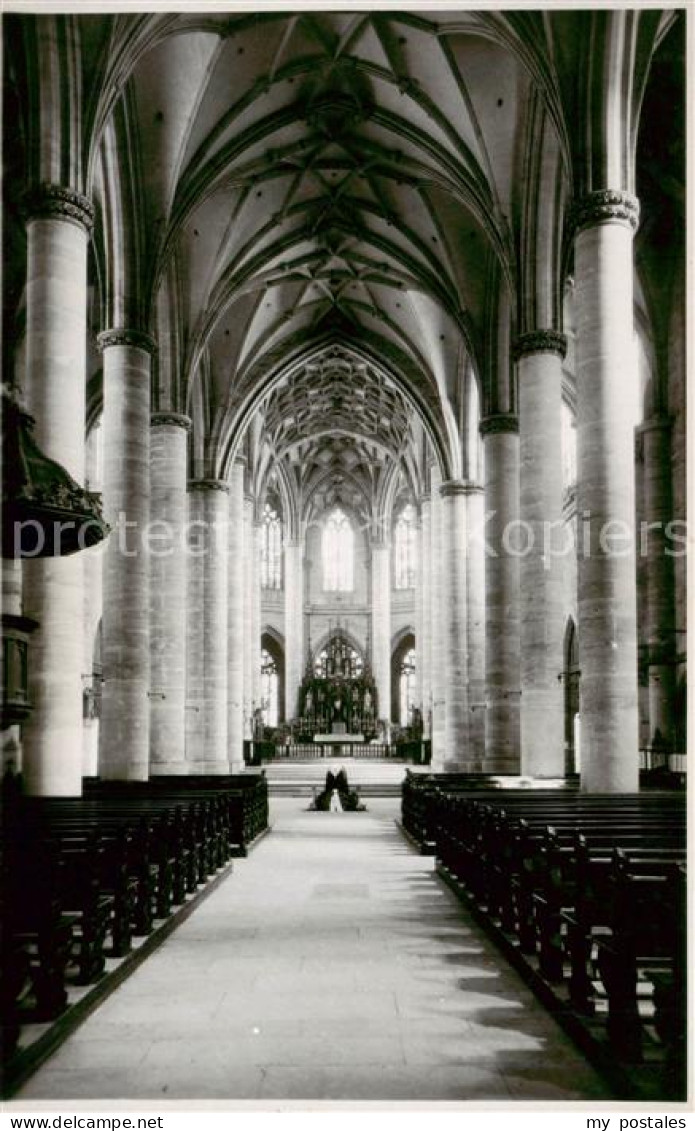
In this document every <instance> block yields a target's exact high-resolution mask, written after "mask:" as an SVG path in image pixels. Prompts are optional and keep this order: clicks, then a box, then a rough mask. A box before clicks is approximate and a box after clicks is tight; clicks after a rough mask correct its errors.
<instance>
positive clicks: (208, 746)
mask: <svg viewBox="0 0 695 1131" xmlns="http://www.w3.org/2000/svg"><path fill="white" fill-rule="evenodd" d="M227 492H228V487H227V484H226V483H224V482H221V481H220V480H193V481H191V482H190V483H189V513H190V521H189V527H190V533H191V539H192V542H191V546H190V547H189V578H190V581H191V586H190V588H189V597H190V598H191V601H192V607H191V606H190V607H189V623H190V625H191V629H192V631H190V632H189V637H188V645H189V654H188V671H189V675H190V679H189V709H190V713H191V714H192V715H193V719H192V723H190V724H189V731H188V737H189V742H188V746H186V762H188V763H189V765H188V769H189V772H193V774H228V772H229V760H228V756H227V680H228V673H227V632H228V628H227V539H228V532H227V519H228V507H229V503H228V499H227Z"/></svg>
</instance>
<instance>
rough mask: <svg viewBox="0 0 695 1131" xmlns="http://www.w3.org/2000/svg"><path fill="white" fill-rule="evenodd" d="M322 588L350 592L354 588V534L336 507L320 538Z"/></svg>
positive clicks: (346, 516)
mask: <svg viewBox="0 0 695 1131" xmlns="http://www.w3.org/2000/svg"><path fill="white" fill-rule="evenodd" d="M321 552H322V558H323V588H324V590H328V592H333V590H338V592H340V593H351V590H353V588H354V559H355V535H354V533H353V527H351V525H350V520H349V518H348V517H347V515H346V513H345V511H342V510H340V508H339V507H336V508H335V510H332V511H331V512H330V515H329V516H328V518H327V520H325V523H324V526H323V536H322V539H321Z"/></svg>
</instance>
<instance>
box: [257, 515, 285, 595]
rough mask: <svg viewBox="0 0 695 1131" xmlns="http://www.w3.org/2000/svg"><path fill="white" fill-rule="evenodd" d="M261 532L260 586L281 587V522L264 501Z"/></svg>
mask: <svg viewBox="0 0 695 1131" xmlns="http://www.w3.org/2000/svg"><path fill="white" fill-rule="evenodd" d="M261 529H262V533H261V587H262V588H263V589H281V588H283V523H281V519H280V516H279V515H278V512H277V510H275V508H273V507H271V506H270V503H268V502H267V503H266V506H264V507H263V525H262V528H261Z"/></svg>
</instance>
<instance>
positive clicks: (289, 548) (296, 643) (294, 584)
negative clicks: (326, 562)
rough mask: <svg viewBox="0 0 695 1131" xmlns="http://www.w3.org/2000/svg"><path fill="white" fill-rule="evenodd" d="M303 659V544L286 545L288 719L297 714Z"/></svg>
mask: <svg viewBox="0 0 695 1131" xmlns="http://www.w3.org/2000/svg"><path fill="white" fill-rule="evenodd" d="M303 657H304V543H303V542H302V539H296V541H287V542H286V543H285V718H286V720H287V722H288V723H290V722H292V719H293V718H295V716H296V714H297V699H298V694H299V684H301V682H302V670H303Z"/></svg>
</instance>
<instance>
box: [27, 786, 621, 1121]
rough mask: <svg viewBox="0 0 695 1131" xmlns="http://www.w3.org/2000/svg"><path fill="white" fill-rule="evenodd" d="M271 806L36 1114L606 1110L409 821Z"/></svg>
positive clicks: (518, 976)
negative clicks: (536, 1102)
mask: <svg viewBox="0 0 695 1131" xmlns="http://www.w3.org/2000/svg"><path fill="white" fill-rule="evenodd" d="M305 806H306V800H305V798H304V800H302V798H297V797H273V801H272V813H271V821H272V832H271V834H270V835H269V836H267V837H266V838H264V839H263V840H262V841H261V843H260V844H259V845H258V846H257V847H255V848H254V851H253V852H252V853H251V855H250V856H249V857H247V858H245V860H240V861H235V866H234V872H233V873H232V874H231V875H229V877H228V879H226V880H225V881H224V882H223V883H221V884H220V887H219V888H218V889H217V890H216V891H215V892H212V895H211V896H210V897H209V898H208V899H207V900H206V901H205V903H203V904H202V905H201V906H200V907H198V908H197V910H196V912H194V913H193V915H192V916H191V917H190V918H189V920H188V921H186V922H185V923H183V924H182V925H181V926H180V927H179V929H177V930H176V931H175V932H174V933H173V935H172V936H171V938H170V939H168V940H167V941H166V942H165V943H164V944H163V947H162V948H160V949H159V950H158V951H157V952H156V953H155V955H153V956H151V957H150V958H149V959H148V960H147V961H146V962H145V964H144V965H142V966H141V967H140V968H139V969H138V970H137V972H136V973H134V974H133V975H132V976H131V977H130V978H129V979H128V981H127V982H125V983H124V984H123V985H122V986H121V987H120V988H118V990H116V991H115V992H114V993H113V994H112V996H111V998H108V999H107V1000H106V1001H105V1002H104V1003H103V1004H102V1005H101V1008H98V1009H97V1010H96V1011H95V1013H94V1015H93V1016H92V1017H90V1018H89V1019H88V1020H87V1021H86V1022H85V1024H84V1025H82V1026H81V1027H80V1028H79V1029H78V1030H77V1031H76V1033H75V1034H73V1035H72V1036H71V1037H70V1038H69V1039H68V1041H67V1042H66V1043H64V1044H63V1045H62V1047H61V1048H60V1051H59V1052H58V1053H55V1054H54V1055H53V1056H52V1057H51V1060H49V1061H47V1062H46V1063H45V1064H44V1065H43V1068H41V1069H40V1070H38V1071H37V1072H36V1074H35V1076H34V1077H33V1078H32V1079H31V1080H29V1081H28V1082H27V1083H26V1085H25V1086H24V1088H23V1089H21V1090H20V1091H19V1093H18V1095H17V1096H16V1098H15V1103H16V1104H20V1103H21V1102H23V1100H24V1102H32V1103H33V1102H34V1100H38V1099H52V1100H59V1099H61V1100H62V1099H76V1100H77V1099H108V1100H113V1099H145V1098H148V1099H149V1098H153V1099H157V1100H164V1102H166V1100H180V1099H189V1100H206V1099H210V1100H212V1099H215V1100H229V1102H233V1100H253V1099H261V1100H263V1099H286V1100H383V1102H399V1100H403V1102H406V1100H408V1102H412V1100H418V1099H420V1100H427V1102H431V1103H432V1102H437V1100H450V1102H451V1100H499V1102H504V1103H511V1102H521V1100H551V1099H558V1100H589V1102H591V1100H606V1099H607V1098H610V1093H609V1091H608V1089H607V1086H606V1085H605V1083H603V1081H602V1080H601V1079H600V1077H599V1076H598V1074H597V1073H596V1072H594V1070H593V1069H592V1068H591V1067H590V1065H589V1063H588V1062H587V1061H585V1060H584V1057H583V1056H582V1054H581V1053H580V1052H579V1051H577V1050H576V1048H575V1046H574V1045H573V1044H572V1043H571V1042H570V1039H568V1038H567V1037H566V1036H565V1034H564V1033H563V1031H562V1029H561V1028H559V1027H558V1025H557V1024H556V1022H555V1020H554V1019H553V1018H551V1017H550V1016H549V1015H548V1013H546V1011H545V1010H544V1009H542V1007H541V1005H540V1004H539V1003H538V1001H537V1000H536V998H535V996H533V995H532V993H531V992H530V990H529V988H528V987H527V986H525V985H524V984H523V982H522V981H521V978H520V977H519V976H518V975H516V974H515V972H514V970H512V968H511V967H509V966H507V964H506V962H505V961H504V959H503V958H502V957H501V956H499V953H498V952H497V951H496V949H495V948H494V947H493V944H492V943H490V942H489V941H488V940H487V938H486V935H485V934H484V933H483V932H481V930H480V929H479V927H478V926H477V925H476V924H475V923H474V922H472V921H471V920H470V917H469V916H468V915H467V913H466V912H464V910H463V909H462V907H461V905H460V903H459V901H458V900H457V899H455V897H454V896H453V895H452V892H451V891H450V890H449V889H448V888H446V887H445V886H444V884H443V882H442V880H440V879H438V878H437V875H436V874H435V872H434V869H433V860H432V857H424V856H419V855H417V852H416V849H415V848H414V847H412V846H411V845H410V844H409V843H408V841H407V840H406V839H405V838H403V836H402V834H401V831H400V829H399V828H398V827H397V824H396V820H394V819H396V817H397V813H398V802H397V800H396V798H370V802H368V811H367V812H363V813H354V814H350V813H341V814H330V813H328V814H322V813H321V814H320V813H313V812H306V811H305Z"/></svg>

ASSIGNMENT:
Copy out each line of the data above that contains the string "negative". Case counts.

TASK OUTPUT:
negative clicks: (326, 562)
negative clicks: (536, 1102)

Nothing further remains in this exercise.